▶ [TASK]: Reproduce the lines from the line with "Find the bounding region for the boat windshield" to the line with "[0,368,800,398]", including both of those lines.

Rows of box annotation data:
start

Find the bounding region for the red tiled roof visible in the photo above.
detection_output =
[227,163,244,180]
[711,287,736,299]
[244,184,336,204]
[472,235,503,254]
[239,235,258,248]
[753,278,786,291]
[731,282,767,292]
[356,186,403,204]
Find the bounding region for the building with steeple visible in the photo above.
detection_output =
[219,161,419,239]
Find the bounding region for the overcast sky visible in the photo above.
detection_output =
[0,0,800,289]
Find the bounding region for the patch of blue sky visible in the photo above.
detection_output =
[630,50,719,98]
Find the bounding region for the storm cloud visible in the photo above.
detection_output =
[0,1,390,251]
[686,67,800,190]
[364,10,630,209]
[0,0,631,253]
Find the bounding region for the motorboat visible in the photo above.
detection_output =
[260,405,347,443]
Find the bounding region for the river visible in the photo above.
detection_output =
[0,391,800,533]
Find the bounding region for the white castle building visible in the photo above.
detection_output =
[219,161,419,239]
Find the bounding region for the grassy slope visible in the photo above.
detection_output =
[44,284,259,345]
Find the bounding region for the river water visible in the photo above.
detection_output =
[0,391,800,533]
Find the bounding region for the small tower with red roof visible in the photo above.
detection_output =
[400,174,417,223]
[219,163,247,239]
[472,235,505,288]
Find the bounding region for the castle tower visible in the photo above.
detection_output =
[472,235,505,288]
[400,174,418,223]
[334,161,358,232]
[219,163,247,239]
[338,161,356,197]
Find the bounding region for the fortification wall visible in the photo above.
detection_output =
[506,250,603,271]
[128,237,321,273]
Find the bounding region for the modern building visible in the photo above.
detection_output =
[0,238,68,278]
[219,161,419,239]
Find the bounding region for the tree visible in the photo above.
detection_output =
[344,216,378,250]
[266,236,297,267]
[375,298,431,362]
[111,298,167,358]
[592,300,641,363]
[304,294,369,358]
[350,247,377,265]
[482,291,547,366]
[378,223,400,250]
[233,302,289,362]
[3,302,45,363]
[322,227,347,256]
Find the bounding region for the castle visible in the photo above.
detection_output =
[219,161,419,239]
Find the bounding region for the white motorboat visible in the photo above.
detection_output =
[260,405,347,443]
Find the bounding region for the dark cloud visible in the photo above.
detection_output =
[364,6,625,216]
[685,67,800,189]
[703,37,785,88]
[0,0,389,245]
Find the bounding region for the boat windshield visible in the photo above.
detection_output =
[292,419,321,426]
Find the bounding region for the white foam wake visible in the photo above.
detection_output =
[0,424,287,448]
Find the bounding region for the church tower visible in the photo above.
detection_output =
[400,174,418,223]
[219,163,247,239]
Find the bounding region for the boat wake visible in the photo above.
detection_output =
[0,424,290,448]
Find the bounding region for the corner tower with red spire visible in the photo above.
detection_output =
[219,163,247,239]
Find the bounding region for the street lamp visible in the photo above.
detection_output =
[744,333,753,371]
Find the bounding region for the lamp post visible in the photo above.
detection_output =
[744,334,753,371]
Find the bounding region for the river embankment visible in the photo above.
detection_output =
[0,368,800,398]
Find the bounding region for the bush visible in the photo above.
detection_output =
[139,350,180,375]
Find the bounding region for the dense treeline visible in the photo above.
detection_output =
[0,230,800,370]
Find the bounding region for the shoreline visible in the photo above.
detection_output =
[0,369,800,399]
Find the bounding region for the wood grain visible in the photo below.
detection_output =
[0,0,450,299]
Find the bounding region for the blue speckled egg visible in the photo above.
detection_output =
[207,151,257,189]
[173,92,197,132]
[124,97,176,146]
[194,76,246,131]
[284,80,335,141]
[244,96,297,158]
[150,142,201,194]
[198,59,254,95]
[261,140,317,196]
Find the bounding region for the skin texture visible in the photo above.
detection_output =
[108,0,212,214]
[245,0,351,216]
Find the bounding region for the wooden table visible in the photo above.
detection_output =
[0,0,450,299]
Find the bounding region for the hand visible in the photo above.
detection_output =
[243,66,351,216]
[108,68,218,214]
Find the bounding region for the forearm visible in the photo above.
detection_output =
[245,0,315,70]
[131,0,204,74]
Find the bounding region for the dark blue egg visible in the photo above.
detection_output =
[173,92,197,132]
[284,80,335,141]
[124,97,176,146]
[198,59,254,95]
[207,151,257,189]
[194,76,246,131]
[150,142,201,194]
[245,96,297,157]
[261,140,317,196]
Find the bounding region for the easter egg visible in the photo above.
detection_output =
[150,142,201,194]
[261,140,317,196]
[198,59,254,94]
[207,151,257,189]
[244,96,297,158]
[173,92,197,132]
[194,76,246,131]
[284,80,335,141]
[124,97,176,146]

end
start

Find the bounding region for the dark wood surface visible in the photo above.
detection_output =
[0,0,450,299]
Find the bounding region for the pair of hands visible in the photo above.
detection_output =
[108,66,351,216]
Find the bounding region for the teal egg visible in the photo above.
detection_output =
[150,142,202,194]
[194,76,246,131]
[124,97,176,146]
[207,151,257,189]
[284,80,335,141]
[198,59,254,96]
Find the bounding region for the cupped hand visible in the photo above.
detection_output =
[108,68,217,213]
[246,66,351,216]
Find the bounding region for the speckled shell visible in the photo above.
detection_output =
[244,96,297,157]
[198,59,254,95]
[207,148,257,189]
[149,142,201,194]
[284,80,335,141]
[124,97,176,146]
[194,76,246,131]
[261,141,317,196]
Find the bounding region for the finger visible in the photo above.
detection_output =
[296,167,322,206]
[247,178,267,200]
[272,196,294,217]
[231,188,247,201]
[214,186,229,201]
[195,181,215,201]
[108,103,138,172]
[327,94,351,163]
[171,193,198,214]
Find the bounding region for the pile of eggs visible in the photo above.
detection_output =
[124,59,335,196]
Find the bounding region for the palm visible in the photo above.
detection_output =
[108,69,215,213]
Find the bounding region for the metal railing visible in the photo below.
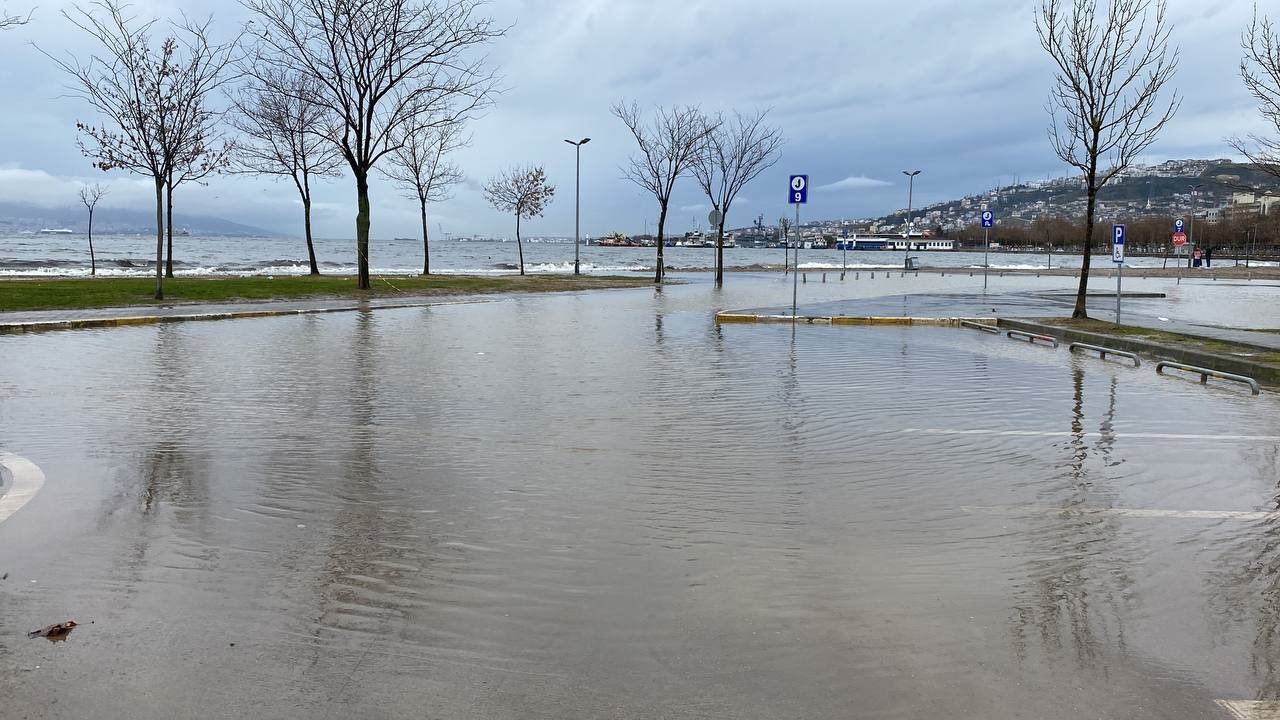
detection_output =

end

▶ [FULL RESPONSE]:
Find the bounding region for the boat windshield visible in the photo above.
detection_output =
[292,419,321,426]
Find the bounding region for the white foam wake visible in the photo above.
detection_output =
[0,424,287,448]
Find the bounding region for the church tower visible in the photo above.
detection_output =
[400,174,418,223]
[219,163,247,239]
Find the bounding region for the boat wake visible in the photo above.
detection_output =
[0,424,290,448]
Find the bounding region for the corner tower with red spire visible in the photo above.
detection_output =
[219,163,247,239]
Find the bounding region for the street lamp visible in the photo above.
detection_output =
[744,333,753,371]
Find the bounding region for the lamp post visible in the photo above.
detection_output =
[744,334,753,371]
Find the bounding region for the river embankment visible in the photo above.
detection_output =
[0,368,800,398]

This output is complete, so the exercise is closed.